* Start MATERIAL FOR THIS TASK *

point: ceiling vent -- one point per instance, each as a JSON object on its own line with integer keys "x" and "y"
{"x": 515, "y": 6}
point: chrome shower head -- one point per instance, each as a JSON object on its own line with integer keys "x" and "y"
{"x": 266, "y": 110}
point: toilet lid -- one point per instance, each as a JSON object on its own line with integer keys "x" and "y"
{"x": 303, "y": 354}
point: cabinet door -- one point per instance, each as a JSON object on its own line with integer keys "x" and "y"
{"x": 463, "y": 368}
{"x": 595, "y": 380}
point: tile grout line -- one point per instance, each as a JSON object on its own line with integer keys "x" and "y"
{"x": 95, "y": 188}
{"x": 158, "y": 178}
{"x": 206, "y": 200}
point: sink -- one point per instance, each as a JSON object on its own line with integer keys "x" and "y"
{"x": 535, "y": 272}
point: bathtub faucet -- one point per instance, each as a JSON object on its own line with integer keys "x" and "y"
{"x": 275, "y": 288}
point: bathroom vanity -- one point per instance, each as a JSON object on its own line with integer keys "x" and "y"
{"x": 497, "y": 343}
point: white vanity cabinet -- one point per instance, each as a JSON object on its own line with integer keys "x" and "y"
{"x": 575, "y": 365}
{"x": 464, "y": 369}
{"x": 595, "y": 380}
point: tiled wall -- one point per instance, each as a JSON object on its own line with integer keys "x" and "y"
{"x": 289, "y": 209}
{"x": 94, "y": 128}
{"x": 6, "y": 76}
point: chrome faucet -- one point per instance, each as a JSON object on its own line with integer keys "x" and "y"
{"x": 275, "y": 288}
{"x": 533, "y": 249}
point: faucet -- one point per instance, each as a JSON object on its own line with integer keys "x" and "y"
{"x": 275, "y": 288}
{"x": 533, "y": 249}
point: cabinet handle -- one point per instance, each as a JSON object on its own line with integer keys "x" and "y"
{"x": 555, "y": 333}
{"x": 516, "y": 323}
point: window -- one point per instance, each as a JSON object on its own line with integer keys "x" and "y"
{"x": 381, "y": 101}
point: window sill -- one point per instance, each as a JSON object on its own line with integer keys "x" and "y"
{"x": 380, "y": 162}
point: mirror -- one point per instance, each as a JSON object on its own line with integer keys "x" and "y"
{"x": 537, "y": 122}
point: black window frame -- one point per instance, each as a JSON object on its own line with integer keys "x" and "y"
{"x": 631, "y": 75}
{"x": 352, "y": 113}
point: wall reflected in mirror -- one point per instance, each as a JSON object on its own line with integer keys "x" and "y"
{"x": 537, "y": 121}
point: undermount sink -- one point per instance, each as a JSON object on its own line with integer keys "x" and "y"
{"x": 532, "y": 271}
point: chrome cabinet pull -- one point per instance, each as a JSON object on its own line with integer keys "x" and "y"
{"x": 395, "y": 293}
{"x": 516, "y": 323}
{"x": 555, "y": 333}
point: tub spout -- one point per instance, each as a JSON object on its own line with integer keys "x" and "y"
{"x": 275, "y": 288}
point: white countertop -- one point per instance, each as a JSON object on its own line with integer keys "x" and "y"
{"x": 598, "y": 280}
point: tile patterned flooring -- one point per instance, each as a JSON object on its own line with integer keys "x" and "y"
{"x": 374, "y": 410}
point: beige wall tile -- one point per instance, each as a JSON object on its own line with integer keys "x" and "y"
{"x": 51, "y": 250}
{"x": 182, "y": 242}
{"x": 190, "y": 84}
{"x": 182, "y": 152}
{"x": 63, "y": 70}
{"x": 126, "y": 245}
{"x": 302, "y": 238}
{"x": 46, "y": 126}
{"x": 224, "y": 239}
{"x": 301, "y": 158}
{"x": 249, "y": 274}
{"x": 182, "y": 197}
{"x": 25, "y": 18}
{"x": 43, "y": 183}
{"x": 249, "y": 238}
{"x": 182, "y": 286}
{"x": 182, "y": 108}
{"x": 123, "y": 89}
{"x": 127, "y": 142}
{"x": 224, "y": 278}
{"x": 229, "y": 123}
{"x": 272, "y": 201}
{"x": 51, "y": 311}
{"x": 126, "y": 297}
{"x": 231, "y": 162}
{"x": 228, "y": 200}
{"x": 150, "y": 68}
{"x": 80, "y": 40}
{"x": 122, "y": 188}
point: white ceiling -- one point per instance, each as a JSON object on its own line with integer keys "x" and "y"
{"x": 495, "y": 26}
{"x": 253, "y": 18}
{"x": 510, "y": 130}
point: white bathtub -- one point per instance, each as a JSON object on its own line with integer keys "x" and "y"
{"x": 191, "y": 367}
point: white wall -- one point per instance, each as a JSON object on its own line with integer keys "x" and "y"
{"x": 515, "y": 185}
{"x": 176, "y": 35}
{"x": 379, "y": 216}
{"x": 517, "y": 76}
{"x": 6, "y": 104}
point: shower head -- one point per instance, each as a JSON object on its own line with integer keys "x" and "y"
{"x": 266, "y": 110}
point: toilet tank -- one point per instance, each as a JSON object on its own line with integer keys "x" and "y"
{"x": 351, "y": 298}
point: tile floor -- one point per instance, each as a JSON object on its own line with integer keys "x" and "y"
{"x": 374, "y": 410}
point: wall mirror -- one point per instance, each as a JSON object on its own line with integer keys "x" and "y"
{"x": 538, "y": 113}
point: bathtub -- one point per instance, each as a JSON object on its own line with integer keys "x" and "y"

* End MATERIAL FOR THIS TASK *

== PROBLEM TO WORK ON ==
From the first line to the last, retype the data exactly.

== ANSWER TO THE TASK ==
point: ceiling vent -- one point per instance, each as a JSON object on its own line with integer keys "x" and "y"
{"x": 515, "y": 6}
point: chrome shower head -- one point per instance, each as a JSON object on its own line with integer keys "x" and "y"
{"x": 266, "y": 110}
point: toilet lid -- one point per instance, each as a JSON object on its own line with integer keys "x" and "y"
{"x": 303, "y": 354}
point: cabinet door -- one point per instance, each as a JSON object on its own line with integer keys "x" and "y"
{"x": 463, "y": 368}
{"x": 595, "y": 380}
point: tile grout line -- one point per instance, each as a JSON object on its own line with integer keys "x" and "y"
{"x": 95, "y": 188}
{"x": 158, "y": 178}
{"x": 206, "y": 200}
point: sink -- one point per instance, each as a JSON object on its own line with integer keys "x" and "y"
{"x": 535, "y": 272}
point: bathtub faucet -- one point per instance, each as a JSON object on its own line with integer keys "x" and "y"
{"x": 275, "y": 288}
point: bathroom vanity -- one point per instance, each as a JSON object on its own line with integer keys "x" and "y"
{"x": 497, "y": 343}
point: white vanity cabinet -- one point per instance, each as a JSON object on its own line with integer keys "x" and "y"
{"x": 575, "y": 365}
{"x": 464, "y": 369}
{"x": 595, "y": 380}
point: tiled wall -- one point per instance, each as a JSON object on its own line with integer keys "x" and "y"
{"x": 289, "y": 209}
{"x": 94, "y": 128}
{"x": 6, "y": 76}
point: chrome faucet -- one point per instance, each as a JSON object on its own line with integer keys "x" and "y"
{"x": 275, "y": 288}
{"x": 533, "y": 249}
point: faucet -- one point per instance, each as a JSON object on its own line with integer keys "x" and "y"
{"x": 275, "y": 288}
{"x": 533, "y": 249}
point: cabinet handle -- one point per instance, each as a JSON object on its own line with integer keys "x" and "y"
{"x": 555, "y": 333}
{"x": 516, "y": 323}
point: window -- one point per instance, each as a JSON object on its own line with integer keys "x" and "y"
{"x": 381, "y": 101}
point: window sill -- one point per instance, each as a JSON object on its own line with integer keys "x" and "y"
{"x": 380, "y": 162}
point: mirror -- one point per instance, each as a JSON object on its own line with integer keys "x" and "y"
{"x": 537, "y": 122}
point: black window frame -- one point per instance, each as a JSON object on its own line with integer keys "x" and "y"
{"x": 631, "y": 75}
{"x": 352, "y": 113}
point: wall reflected in mirror -- one point per instance, each as a JSON object on its own line with integer keys "x" and "y"
{"x": 537, "y": 121}
point: undermount sink -- one point per instance, each as a JSON object on its own line with integer keys "x" and "y"
{"x": 532, "y": 271}
point: chrome cabinet pull -- one point per instance, each as a JSON object on its own line with integer keys "x" and "y"
{"x": 395, "y": 293}
{"x": 516, "y": 323}
{"x": 555, "y": 333}
point: tub spout -- one point per instance, each as a JSON object on its own line with integer keys "x" and "y"
{"x": 275, "y": 288}
point: white countertop -- one point per instance, each as a JSON object on its own line with integer keys "x" and "y"
{"x": 598, "y": 280}
point: tile patterned flooring -- one point per instance, each as a JSON object on its own line with integer keys "x" and "y"
{"x": 374, "y": 410}
point: beige wall tile -- one point per instance, each as a JSON object on its own line with integer keys "x" and "y"
{"x": 51, "y": 250}
{"x": 182, "y": 242}
{"x": 190, "y": 84}
{"x": 182, "y": 152}
{"x": 63, "y": 70}
{"x": 126, "y": 245}
{"x": 302, "y": 238}
{"x": 46, "y": 126}
{"x": 224, "y": 239}
{"x": 301, "y": 158}
{"x": 249, "y": 274}
{"x": 182, "y": 197}
{"x": 25, "y": 18}
{"x": 43, "y": 183}
{"x": 249, "y": 238}
{"x": 182, "y": 286}
{"x": 182, "y": 108}
{"x": 123, "y": 89}
{"x": 127, "y": 142}
{"x": 224, "y": 278}
{"x": 229, "y": 123}
{"x": 272, "y": 201}
{"x": 51, "y": 311}
{"x": 126, "y": 297}
{"x": 231, "y": 162}
{"x": 228, "y": 200}
{"x": 150, "y": 68}
{"x": 80, "y": 40}
{"x": 122, "y": 188}
point: white ceiling -- one point per instance, each as a JSON object on its own line with integer keys "x" and "y"
{"x": 495, "y": 26}
{"x": 253, "y": 18}
{"x": 510, "y": 130}
point: white bathtub -- one point per instance, each as a JSON object on its own line with integer keys "x" and "y"
{"x": 191, "y": 367}
point: white wall -- one point per instance, each as a JSON object on its own line with integer keys "x" and "y"
{"x": 515, "y": 185}
{"x": 176, "y": 35}
{"x": 379, "y": 216}
{"x": 517, "y": 76}
{"x": 6, "y": 104}
point: shower head -- one point per instance, each as a JSON object on its own line with integer keys "x" and "y"
{"x": 266, "y": 110}
point: toilet tank -- one point per instance, each as a JSON object on its own line with integer keys "x" and "y"
{"x": 351, "y": 298}
point: tile floor -- one point per instance, each as a JSON object on its own line with integer keys "x" and "y"
{"x": 374, "y": 410}
point: wall mirror -- one point per instance, each as a JSON object on its own line with integer keys "x" and "y"
{"x": 538, "y": 113}
point: bathtub -- one point per instance, each as a JSON object on its own line with integer keys "x" and "y"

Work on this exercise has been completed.